▶ EXERCISE GOAL
Locate the word "flat" in the data below, then copy every line that holds it.
LISTED RECORDS START
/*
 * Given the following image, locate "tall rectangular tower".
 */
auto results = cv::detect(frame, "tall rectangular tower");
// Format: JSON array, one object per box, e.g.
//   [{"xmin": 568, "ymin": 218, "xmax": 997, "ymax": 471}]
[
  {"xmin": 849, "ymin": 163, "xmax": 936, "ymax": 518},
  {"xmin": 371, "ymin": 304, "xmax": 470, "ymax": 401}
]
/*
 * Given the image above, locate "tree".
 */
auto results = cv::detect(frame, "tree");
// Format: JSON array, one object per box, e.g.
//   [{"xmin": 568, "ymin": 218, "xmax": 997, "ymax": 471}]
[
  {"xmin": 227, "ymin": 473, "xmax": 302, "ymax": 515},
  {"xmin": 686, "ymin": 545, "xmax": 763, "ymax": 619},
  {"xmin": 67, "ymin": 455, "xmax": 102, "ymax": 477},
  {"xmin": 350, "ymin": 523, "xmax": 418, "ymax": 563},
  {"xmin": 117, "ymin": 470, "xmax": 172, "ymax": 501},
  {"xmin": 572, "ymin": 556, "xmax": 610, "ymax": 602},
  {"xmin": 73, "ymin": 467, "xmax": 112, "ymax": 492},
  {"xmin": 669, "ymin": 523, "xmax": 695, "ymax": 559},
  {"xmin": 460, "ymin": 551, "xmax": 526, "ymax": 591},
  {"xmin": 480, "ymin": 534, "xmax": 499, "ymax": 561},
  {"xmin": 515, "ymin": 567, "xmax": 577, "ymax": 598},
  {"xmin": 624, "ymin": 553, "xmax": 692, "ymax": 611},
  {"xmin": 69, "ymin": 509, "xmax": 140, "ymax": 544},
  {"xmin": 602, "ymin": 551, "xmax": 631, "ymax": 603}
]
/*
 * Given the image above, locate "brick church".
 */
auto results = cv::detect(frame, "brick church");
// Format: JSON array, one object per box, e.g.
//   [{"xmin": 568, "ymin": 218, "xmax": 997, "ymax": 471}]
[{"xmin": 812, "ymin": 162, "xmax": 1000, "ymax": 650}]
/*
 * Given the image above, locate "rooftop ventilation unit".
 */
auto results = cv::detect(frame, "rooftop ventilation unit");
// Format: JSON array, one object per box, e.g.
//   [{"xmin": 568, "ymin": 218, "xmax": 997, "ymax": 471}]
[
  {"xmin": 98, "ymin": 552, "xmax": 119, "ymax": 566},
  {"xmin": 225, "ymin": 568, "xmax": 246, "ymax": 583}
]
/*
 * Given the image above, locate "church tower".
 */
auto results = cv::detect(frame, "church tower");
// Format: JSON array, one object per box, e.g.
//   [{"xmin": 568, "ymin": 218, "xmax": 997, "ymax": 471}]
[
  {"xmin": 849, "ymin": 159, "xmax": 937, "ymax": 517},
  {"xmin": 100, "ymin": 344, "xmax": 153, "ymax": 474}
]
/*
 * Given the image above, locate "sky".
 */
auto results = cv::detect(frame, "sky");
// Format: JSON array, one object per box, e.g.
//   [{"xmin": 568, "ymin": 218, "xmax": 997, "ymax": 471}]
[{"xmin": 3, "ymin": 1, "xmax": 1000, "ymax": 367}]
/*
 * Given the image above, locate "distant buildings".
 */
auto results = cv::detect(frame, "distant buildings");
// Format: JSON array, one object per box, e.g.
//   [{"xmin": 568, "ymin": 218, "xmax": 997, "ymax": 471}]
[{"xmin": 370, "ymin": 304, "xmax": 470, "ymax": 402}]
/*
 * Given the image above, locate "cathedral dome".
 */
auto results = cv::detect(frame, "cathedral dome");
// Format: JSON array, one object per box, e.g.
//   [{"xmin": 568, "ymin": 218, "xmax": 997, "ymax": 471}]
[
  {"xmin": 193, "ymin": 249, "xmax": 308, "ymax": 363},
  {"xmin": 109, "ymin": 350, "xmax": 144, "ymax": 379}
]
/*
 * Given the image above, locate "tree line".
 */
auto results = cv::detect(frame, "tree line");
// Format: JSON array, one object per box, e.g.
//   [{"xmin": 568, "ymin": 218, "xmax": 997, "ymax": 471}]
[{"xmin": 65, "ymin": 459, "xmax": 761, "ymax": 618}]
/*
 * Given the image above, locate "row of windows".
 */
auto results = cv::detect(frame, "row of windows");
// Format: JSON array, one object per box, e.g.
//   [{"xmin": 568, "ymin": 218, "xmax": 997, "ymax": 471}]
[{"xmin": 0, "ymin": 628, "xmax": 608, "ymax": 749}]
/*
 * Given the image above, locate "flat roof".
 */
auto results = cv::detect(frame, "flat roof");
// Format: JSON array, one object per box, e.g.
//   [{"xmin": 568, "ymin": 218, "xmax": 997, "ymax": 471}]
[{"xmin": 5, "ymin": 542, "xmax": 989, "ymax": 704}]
LISTED RECORDS END
▶ ANSWER BOX
 * Given the image above, locate "flat roof".
auto results = cv::detect(frame, "flat roof");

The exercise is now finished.